While still on the EC2 instance, download the RDS Root CA (certificate authority) file provided by Amazon from the rds-downloads S3 bucket:

sudo wget https://s3.amazonaws.com/rds-downloads/rds-ca-2019-root.pem

Set the Region by grabbing the value from the instance’s metadata:

export AWS_DEFAULT_REGION=$(curl --silent http://169.254.169.254/latest/dynamic/instance-identity/document \
| awk -F'"' ' /region/ {print $4}')

Generate the RDS authentication token and save it as a variable. You’ll need to copy and paste the hostname (outputted in step 8):

TOKEN="$(aws rds generate-db-auth-token --hostname $RDS_ENDPOINT --port 3306 --username db_user)"

Connect to the database using the RDS authentication token with the new db_user. You’ll need to copy and paste the hostname (outputted in step 8):

mysql --host=$RDS_ENDPOINT --port=3306 \
    --ssl-ca=rds-ca-2019-root.pem \
--user=db_user --password=$TOKEN

Run a SELECT query at the mysql prompt to verify that this user has the SELECT *.* grant that you applied:

SELECT user FROM mysql.user;

You should see output similar to the following:

MySQL [(none)]> SELECT user FROM mysql.user;
+------------------+
| user             |
+------------------+
| admin            |
| db_user          |
| mysql.infoschema |
| mysql.session    |
| mysql.sys        |
| rdsadmin         |
+------------------+
6 rows in set (0.00 sec)

Exit the mysql prompt:

quit

Exit the Session Manager session:

exit

Cleanup

Follow the steps in this recipe’s folder in the chapter code repository.

Discussion

Instead of a password in your MySQL connection string, you retrieved and used a token associated with the EC2 instance’s IAM role. The documentation for IAM states that this token lasts for 15 minutes. If you install an application on this EC2 instance, the code can regularly refresh this token using the AWS SDK. There is no need to rotate passwords for your database user because the old token will be invalidated after 15 minutes.

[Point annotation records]

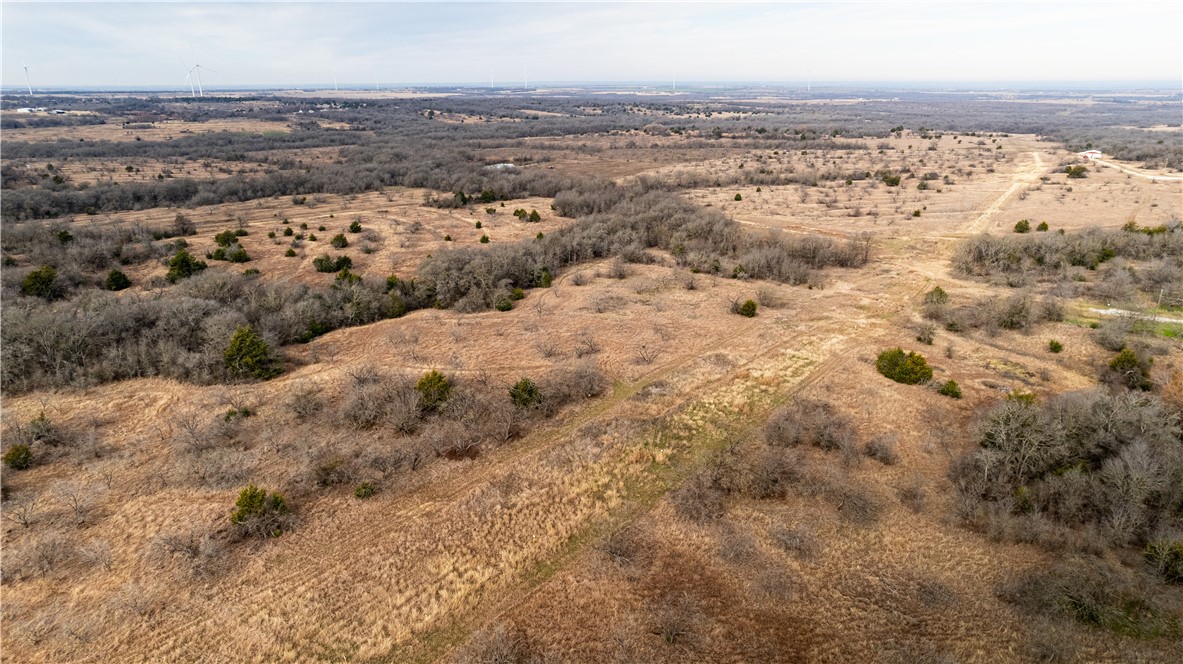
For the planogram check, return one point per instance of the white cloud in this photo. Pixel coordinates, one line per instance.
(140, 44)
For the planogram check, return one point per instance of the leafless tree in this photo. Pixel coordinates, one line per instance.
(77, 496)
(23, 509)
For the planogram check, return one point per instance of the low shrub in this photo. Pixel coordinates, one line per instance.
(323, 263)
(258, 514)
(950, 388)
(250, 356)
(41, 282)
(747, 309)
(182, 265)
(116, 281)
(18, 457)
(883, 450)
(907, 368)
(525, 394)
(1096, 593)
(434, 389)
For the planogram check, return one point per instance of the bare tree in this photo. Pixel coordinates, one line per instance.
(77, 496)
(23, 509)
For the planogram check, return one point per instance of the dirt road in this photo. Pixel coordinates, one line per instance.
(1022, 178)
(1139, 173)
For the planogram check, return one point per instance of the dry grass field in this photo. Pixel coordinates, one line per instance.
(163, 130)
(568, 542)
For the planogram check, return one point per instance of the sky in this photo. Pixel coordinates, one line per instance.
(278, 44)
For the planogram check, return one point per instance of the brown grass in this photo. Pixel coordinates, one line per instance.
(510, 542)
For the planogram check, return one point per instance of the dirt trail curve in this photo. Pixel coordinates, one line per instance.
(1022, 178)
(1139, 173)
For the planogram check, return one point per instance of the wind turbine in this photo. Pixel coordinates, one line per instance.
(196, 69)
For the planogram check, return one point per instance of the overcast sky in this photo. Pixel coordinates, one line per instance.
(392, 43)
...
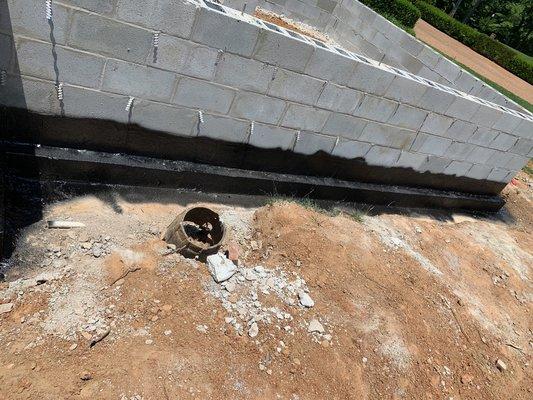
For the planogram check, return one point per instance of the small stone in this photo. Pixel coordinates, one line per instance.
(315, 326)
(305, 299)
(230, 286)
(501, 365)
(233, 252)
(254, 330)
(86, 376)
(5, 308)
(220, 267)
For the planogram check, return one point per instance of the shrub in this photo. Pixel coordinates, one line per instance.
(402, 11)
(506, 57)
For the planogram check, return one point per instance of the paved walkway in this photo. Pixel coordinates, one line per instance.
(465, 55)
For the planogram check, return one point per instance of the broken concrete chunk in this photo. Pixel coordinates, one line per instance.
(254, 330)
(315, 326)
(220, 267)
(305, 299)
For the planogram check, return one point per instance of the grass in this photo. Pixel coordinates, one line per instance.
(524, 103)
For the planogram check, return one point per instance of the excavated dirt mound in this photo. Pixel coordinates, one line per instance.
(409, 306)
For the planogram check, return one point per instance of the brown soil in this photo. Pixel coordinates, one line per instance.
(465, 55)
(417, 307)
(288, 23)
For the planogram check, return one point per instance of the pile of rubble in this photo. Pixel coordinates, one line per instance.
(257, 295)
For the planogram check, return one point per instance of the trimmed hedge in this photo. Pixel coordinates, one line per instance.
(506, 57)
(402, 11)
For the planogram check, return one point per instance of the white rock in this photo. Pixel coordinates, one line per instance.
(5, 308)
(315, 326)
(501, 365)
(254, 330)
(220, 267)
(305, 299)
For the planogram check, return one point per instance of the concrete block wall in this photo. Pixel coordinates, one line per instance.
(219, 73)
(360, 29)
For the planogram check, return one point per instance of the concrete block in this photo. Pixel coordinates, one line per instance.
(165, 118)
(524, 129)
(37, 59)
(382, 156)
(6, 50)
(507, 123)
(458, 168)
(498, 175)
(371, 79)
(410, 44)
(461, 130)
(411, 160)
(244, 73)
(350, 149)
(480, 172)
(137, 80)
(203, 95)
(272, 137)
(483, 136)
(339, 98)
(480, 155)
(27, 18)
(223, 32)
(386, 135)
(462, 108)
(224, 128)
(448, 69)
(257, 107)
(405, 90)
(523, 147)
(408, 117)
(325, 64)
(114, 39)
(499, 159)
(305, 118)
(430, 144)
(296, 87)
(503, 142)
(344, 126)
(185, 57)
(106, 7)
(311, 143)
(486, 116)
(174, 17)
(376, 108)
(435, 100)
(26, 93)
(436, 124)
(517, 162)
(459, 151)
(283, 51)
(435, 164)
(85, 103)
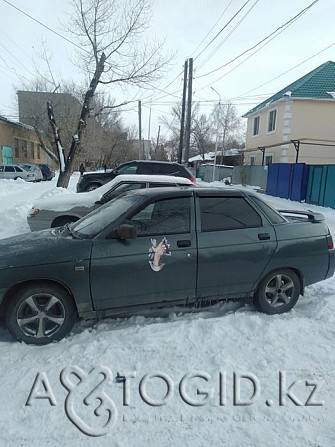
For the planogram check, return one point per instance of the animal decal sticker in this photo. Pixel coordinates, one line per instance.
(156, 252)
...
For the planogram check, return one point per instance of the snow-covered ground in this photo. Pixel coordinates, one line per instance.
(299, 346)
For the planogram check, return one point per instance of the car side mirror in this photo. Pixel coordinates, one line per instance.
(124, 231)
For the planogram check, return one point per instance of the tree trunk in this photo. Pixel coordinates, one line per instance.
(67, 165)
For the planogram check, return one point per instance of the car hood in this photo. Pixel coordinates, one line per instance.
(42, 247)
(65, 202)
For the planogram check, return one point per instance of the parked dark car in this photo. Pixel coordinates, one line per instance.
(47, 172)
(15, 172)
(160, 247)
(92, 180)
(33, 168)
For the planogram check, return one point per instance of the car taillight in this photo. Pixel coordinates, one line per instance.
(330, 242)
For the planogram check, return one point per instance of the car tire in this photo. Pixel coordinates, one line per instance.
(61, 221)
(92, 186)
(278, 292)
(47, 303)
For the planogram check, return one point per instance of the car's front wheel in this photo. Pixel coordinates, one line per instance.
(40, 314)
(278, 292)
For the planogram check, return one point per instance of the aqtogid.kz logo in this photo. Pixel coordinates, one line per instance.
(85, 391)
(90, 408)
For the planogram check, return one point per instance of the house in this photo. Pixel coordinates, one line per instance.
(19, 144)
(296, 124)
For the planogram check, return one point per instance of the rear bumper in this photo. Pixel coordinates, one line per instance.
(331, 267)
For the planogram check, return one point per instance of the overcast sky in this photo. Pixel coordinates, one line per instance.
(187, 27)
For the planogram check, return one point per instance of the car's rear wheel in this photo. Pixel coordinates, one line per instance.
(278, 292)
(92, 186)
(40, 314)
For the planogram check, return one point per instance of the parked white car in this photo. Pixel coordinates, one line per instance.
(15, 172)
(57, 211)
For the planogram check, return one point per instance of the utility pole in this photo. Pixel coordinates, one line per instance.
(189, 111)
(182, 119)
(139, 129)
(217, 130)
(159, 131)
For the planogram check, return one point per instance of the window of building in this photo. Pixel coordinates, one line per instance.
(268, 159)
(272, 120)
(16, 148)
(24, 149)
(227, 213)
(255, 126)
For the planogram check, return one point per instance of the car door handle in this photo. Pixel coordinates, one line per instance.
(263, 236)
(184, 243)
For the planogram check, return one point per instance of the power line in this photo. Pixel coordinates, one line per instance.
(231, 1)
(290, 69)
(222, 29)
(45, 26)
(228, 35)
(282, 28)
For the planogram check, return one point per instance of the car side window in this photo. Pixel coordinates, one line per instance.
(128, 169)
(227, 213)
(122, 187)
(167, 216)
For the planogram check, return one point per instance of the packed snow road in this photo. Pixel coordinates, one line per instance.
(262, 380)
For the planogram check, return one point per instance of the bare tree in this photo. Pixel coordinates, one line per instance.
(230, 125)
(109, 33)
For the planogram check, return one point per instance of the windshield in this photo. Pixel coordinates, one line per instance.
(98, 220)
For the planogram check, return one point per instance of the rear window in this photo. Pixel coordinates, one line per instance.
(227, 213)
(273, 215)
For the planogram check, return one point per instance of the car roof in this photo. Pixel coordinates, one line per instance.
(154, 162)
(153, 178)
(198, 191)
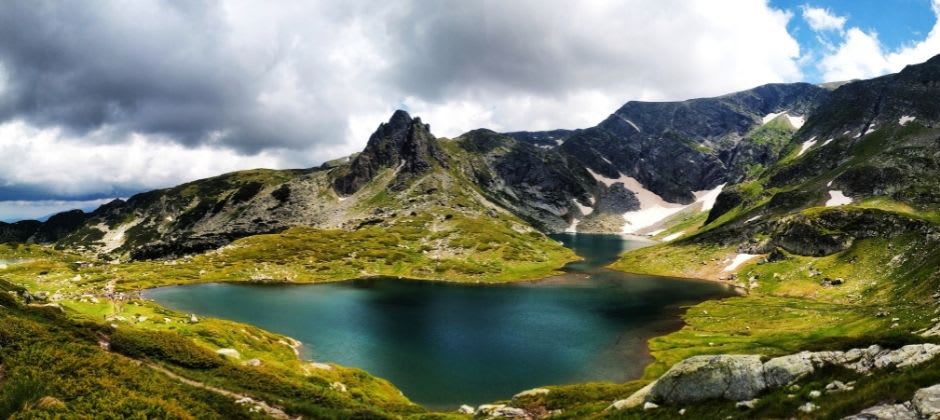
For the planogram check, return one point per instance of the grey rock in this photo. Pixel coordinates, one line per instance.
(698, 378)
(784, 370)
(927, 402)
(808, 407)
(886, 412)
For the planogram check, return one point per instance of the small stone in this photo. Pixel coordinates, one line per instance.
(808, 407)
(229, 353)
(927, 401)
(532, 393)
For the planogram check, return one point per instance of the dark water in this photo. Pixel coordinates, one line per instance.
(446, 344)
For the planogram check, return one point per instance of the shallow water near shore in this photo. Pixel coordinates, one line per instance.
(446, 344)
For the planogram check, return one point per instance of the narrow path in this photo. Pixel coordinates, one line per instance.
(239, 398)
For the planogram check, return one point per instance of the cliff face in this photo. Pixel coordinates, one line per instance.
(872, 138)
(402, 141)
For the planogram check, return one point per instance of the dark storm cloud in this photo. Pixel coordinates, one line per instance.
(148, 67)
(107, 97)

**REQUIRED ACTIONS:**
1. In the RDS token walkthrough, rewrite the paragraph beginning "Instead of a password in your MySQL connection string" as a bulleted list that keeps its main facts.
2. Extend the RDS token walkthrough with a next part that follows its final paragraph.

**ANSWERS TO EACH TASK:**
1.
- The MySQL connection used a token tied to the EC2 instance's IAM role instead of a password.
- According to the IAM documentation, the token lasts 15 minutes.
- An application installed on the EC2 instance can refresh the token regularly using the AWS SDK.
- Database user passwords don't need rotating, because the old token is invalidated after 15 minutes.

2.
You can create multiple database users associated with specific grants to allow your application to maintain different levels of access to your database. The grants happen within the database, not within the IAM permissions. IAM controls the db-connect action for the specific user. This IAM action allows the authentication token to be retrieved. That username is mapped from IAM to the GRANT(s) by using the same username within the database as in the policy.json file:

{
  "Version": "2012-10-17",
  "Statement": [
    {
      "Effect": "Allow",
      "Action": [
        "rds-db:connect"
      ],
      "Resource": [
        "arn:aws:rds-db:AWS_REGION::dbuser:DBResourceId/db_user"
      ]
    }
  ]
}

In this recipe, you also enabled encryption in transit by specifying the SSL certificate bundle that you downloaded to the EC2 instance in your database connection command. This encrypts the connection between your application and your database. This is a good security practice and is often required for many compliance standards. The connection string you used to connect with the IAM authentication token indicated an SSL certificate as one of the connection parameters. The certificate authority bundle is available to download from AWS and use within your application.

Challenge

Try connecting to the database from a Lambda function using IAM authentication. We have provided a lambda_function.py file in the repository to get you started.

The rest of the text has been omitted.